● Material provided
+++

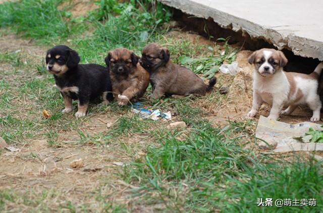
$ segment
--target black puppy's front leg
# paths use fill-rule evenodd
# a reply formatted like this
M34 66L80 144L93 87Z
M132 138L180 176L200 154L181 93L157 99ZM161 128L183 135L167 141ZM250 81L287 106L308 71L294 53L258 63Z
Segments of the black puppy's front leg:
M62 93L62 95L64 99L64 105L65 105L65 109L62 111L62 113L70 113L73 111L73 108L72 108L72 98L66 94Z
M77 106L77 112L75 113L75 117L82 117L85 116L86 111L89 106L90 101L90 95L88 94L83 94L78 95L79 103Z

+++

● Exercise objective
Print the lines unchanged, starting at the very first one and ending at the line that contains "M62 93L62 95L64". Leave out the pictures.

● Task solution
$ segment
--target black puppy's front leg
# paths use fill-rule evenodd
# a reply formatted like this
M34 66L80 144L93 87Z
M132 138L180 176L200 154L181 93L157 99ZM161 128L183 135L167 141ZM250 81L287 106L308 71L294 53L258 63Z
Segments of the black puppy's front leg:
M62 93L62 95L64 99L64 105L65 105L65 109L62 111L62 113L70 113L73 111L73 108L72 108L72 98L66 94Z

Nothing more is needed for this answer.